▶ Region pointing data
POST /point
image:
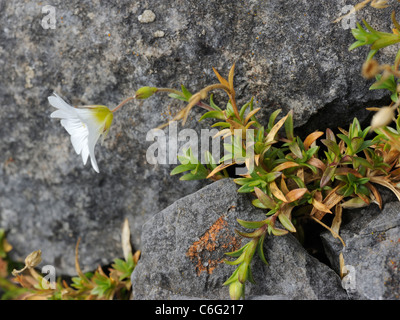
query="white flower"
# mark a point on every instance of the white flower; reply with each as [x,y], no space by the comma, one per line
[85,125]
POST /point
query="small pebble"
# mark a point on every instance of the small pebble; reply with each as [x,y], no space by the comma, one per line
[158,34]
[147,16]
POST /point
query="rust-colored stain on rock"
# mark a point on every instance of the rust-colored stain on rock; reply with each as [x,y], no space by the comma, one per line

▶ Task to complete
Look through the entries and copy every line in which the string "rust" appears.

▶ Response for this exercise
query="rust-colored stain on rock"
# mark a point on every instance of the rust-colored stain on rock; reply with each as [x,y], no space by the comma, one per line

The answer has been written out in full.